> **PAGE EXTRACT**:
Radar Love: Robbing the Cradle to Pay War Profiteers
Date: Monday, January 29 @ 18:59:59 UTC Topic: Bush and Blair
By Chris Floyd, chris-floyd.com January 27, 2007
I. Out of Africa - Into Corporate Coffers
Another day, yet another scandal involving the saintly Tony Blair and highly connected Anglo-American arms peddlers. The British prime minister, who, like George W. Bush, has made his sleeve-worn Christianity a major component of his political persona, is knee-deep in a corruption probe once again, just weeks after peremptorily quashing an official investigation into bribes, kickbacks and influence-peddling allegations involving his government, his corporate cronies and the Saudi royals. (See "War Profits Trump the Rule of Law," Truthout.org, December 22).
The new arms scandal is possibly even more morally egregious than the Saudi deal. While the latter involved backroom baksheesh between two wealthy governments and a fat-cat corporation, the latest imbroglio literally tore desperately needed aid from the hands of some of the world's poorest children. And as with the Saudi bribefest, it was Blair's personal intervention that put the profits of an arms dealer above all other considerations.
Last week, investigators with the UK's Serious Fraud Office (SFO) unearthed new evidence of a $12 million slush fund allegedly used to bribe officials in Tanzania into approving a $50 million purchase of a military air traffic control system from Britain's biggest arms merchant, BAE Systems, in 2002. Tanzania, which has a grand total of eight military airplanes and one of the most crushing loads of national debt in the world, had to borrow even more money to finance the sale. The money came, naturally, from another of Britain's most august and politically wired institutions, Barclays Bank. Tanzania repaid this loan with money that Blair's government had given it, ostensibly to support public education.
In other words, public money earmarked to help lift Tanzania's children out of poverty was instead laundered into the coffers of BAE and Barclays, with Tony Blair acting as bagman. Again, Blair had to override the objections of own cabinet - and protests from the World Bank, which rarely sees a sweetheart deal for Western interests it doesn't like - in order to foist an extravagant, useless white elephant on the people of Tanzania. In that nation, as the Guardian notes, "life expectancy is only 43 years, the poorest third of the population live on less than a dollar a day, and 45 percent of public spending is provided by Western donors."
"[Blair] insisted on letting this go ahead, when it stank," former cabinet minister Clare Short told the Guardian. "It was always obvious that this useless project was corrupt." Short, who resigned from the cabinet in protest after the invasion of Iraq, said that Chancellor Gordon Brown, who will almost certainly become prime minister this year, had also opposed the sale. But Blair had forced through the license for the deal, she said. When BAE calls, Tony comes running.
And BAE's voice echoes loudly across the ocean as well. As we noted here last month, BAE has become one of the top 10 US military firms as well, through its acquisitions during the ever-profitable "war on terror" - including transactions with the Carlyle Group, the former corporate perch of George H. W. Bush and George W. Bush and still the current home of the family fixer, James Baker.

> **DO THIS**: Reproduce the stretch of the article on the Tanzania arms scandal from "The new arms" through "all other considerations.", substituting "affair" for "imbroglio".

> **SOURCE MATERIAL**:
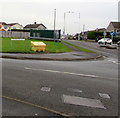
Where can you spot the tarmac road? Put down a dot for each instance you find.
(111, 53)
(79, 88)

> **TASK OUTPUT**:
The new arms scandal is possibly even more morally egregious than the Saudi deal. While the latter involved backroom baksheesh between two wealthy governments and a fat-cat corporation, the latest affair literally tore desperately needed aid from the hands of some of the world's poorest children. And as with the Saudi bribefest, it was Blair's personal intervention that put the profits of an arms dealer above all other considerations.